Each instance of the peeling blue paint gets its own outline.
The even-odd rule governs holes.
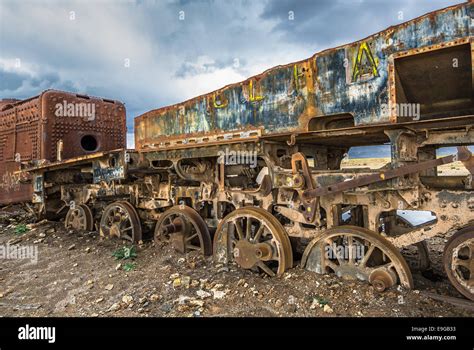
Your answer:
[[[434,12],[308,60],[278,66],[219,91],[145,113],[136,119],[137,145],[169,136],[247,128],[261,127],[267,134],[301,130],[308,118],[338,113],[352,113],[355,125],[389,122],[381,109],[389,103],[390,55],[469,37],[473,7],[464,3]],[[367,45],[376,61],[376,74],[360,79],[357,74],[352,81],[357,54],[365,50],[361,45]],[[224,107],[215,107],[217,94],[226,101]]]

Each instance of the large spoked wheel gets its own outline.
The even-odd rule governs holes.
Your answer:
[[[196,210],[185,205],[174,206],[161,214],[156,222],[155,242],[170,243],[180,253],[197,250],[203,255],[212,254],[209,228]]]
[[[474,226],[456,232],[444,248],[444,269],[452,285],[474,300]]]
[[[100,234],[118,237],[138,243],[142,240],[142,227],[135,208],[128,202],[119,201],[105,207],[100,219]]]
[[[92,210],[85,204],[70,208],[66,214],[64,226],[78,231],[92,231],[94,229]]]
[[[293,266],[285,229],[268,211],[255,207],[237,209],[219,223],[214,259],[235,261],[244,269],[260,269],[270,276],[280,276]]]
[[[320,274],[368,281],[382,292],[396,284],[413,288],[413,278],[398,249],[384,237],[356,226],[325,231],[306,248],[302,266]]]

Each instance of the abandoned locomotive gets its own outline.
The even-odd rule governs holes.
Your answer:
[[[446,273],[474,300],[473,12],[435,11],[147,112],[135,150],[25,169],[33,203],[67,227],[148,235],[270,276],[301,254],[310,271],[379,291],[413,287],[402,248],[426,260],[423,242],[457,231]],[[352,147],[386,144],[381,168],[341,166]],[[457,153],[441,156],[448,146]],[[445,176],[454,162],[464,172]]]

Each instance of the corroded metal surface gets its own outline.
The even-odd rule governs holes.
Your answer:
[[[214,234],[217,261],[268,275],[284,273],[293,250],[306,248],[309,270],[380,291],[411,288],[399,250],[416,245],[427,262],[427,239],[474,225],[474,161],[465,147],[474,144],[472,9],[436,11],[150,111],[136,119],[136,150],[33,162],[34,206],[64,216],[65,207],[85,205],[103,235],[136,242],[165,234],[180,251],[190,248],[186,237],[195,239],[191,250],[209,248],[204,240],[198,247],[209,238],[199,232]],[[405,115],[403,103],[419,114]],[[352,147],[386,144],[391,157],[381,168],[343,166]],[[444,147],[458,153],[440,157]],[[462,172],[447,176],[446,164]],[[416,223],[402,212],[429,217]],[[463,270],[472,271],[472,237],[462,238],[448,243],[445,262],[448,275],[453,266],[464,271],[451,280],[472,298]],[[366,254],[327,258],[328,242]]]
[[[185,205],[166,210],[155,225],[156,244],[171,243],[180,253],[192,250],[212,255],[209,228],[199,213]]]
[[[471,3],[435,11],[363,40],[317,53],[307,60],[278,66],[243,82],[147,112],[135,119],[137,148],[159,148],[175,139],[187,142],[187,138],[234,131],[261,129],[264,134],[306,131],[319,124],[311,123],[312,118],[319,120],[326,116],[339,122],[341,115],[345,116],[344,123],[339,125],[396,122],[396,104],[413,102],[410,99],[420,99],[417,102],[422,103],[422,113],[432,112],[426,107],[433,102],[431,96],[417,93],[426,89],[416,85],[417,76],[410,70],[398,70],[406,80],[406,95],[395,91],[398,78],[394,60],[399,60],[403,68],[401,60],[407,56],[448,46],[460,48],[459,52],[440,58],[437,69],[433,64],[426,64],[430,57],[424,57],[425,63],[419,66],[431,71],[420,68],[417,73],[433,75],[444,86],[457,84],[459,77],[470,74],[470,70],[466,73],[459,69],[449,78],[446,70],[455,57],[459,67],[469,67],[471,49],[465,50],[462,45],[470,45],[472,11]],[[462,80],[463,84],[471,83],[470,79]],[[408,90],[414,91],[412,95]],[[440,91],[447,89],[440,87]],[[472,110],[469,94],[444,96],[439,102],[466,97],[468,105],[464,107]]]
[[[5,102],[5,103],[3,103]],[[0,104],[0,204],[31,198],[15,174],[22,163],[54,162],[125,146],[125,106],[118,101],[47,90]]]

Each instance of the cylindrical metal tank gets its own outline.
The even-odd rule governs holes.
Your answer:
[[[0,102],[0,204],[31,199],[31,185],[15,174],[32,160],[53,162],[126,146],[122,102],[46,90]]]

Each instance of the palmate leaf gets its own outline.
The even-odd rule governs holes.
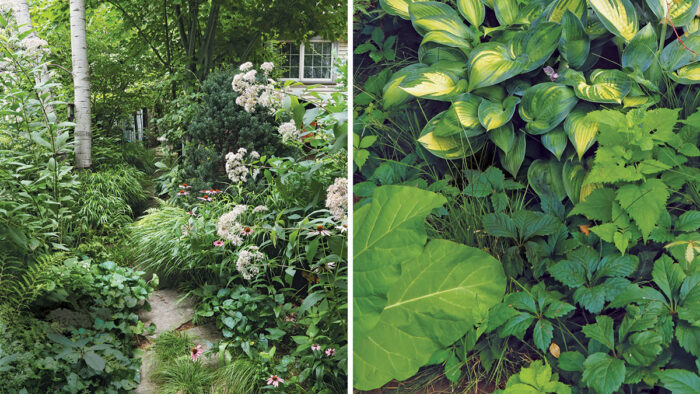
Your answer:
[[[464,38],[457,37],[454,34],[441,30],[433,30],[425,33],[425,36],[423,36],[423,41],[421,41],[420,46],[424,47],[425,44],[430,42],[452,48],[459,48],[462,51],[469,51],[472,48],[472,45],[469,43],[469,41],[465,40]]]
[[[542,141],[542,145],[547,148],[548,151],[552,152],[557,160],[561,160],[561,155],[564,154],[564,150],[568,144],[566,133],[561,126],[557,126],[554,130],[542,134],[540,141]]]
[[[700,376],[685,369],[666,369],[659,377],[663,388],[672,394],[695,394],[700,387]]]
[[[401,274],[401,262],[422,253],[425,217],[445,202],[435,193],[386,186],[376,188],[372,203],[355,212],[353,324],[358,335],[379,321],[387,293]]]
[[[630,0],[588,0],[588,3],[612,34],[625,41],[637,34],[639,20]]]
[[[693,63],[681,67],[675,73],[670,73],[669,77],[682,85],[695,85],[700,83],[700,63]]]
[[[593,353],[583,362],[582,382],[599,394],[612,394],[625,380],[625,362],[605,353]]]
[[[666,209],[668,197],[668,187],[660,179],[648,179],[641,185],[622,186],[615,199],[634,220],[642,237],[646,239],[656,226],[661,212]]]
[[[355,337],[358,389],[374,389],[391,379],[414,375],[435,351],[474,325],[477,308],[490,308],[505,292],[498,260],[451,241],[431,241],[420,257],[404,262],[403,268],[379,324]]]
[[[685,46],[684,46],[685,45]],[[673,40],[666,45],[659,56],[661,68],[666,71],[675,71],[690,63],[700,61],[700,57],[695,56],[695,53],[700,52],[700,32],[695,32],[689,37],[683,37],[683,43],[679,40]]]
[[[576,97],[593,103],[620,104],[632,89],[632,81],[619,70],[594,70],[586,82],[582,72],[569,69],[563,79]]]
[[[573,13],[580,20],[586,12],[586,0],[557,0],[549,14],[549,21],[561,22],[566,11]]]
[[[581,187],[585,177],[586,170],[581,164],[574,164],[571,160],[564,162],[561,170],[561,179],[564,191],[566,191],[566,195],[574,205],[580,202]]]
[[[457,9],[475,27],[484,22],[486,10],[481,0],[457,0]]]
[[[469,90],[496,85],[525,70],[530,59],[515,56],[499,42],[478,45],[469,53]]]
[[[435,135],[447,137],[468,131],[469,135],[478,135],[484,132],[479,122],[479,106],[482,98],[470,93],[455,97],[450,108],[435,127]]]
[[[656,31],[649,23],[639,30],[625,47],[622,52],[622,67],[646,71],[651,66],[651,62],[654,61],[657,47]]]
[[[493,133],[493,131],[490,133]],[[508,152],[498,152],[498,158],[501,161],[501,165],[513,176],[513,178],[518,177],[520,166],[522,166],[523,161],[525,161],[525,144],[525,134],[518,132],[515,134],[515,139],[511,149]]]
[[[529,62],[523,72],[530,72],[539,68],[552,56],[552,53],[559,45],[561,31],[562,26],[554,22],[541,22],[527,30],[524,49]],[[516,51],[514,53],[520,52]]]
[[[695,17],[700,6],[700,0],[666,1],[646,0],[647,5],[659,20],[670,14],[671,21],[676,27],[689,24]],[[670,11],[670,12],[669,12]]]
[[[515,142],[513,123],[508,122],[497,129],[491,130],[488,132],[487,136],[491,142],[501,149],[501,153],[507,153],[512,149],[513,143]]]
[[[461,93],[467,82],[439,65],[413,70],[399,83],[406,93],[426,99],[449,101]]]
[[[527,181],[542,200],[562,201],[566,198],[562,182],[562,166],[557,160],[537,159],[527,170]]]
[[[420,35],[434,30],[446,31],[461,38],[471,37],[471,32],[462,22],[454,8],[437,1],[412,2],[408,6],[411,23]]]
[[[583,3],[585,6],[585,1]],[[581,68],[586,63],[588,53],[591,50],[591,39],[588,37],[580,17],[569,10],[566,10],[562,16],[561,26],[559,53],[572,68]]]
[[[590,339],[595,339],[610,351],[615,350],[615,331],[613,319],[609,316],[596,316],[595,324],[587,324],[581,329],[583,334]]]
[[[586,115],[594,109],[591,104],[578,103],[564,121],[564,131],[569,137],[571,145],[576,149],[579,160],[593,146],[598,134],[598,123],[586,118]]]
[[[379,0],[379,5],[387,14],[396,15],[403,19],[411,19],[408,15],[408,5],[412,2],[413,0]]]
[[[484,134],[483,131],[475,132],[474,129],[463,129],[458,123],[452,121],[448,123],[443,122],[445,118],[448,118],[448,115],[449,111],[444,111],[435,115],[423,128],[418,142],[423,145],[428,152],[443,159],[455,160],[473,155],[484,147],[486,144],[486,134]],[[451,134],[448,137],[440,137],[435,134],[438,127],[446,126],[454,127],[461,131],[459,134]]]
[[[500,25],[512,25],[518,19],[517,0],[493,0],[493,10]]]
[[[529,134],[544,134],[557,125],[574,108],[578,99],[566,85],[545,82],[528,88],[523,95],[518,111],[527,122]]]
[[[413,95],[406,93],[400,88],[401,82],[407,77],[413,75],[419,70],[428,68],[425,64],[415,63],[410,66],[406,66],[401,70],[395,72],[389,82],[384,85],[382,104],[384,108],[391,108],[397,105],[401,105],[414,98]]]
[[[503,102],[482,100],[478,108],[479,122],[486,131],[502,127],[513,118],[518,103],[520,99],[515,96],[509,96]]]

------------------------

Exercise instructions: Would you show all lines of the material above that contain the word "metal"?

Exercise output:
Each instance of the corroded metal surface gets its own outline.
Each instance of the cylindrical metal tank gets its own outline.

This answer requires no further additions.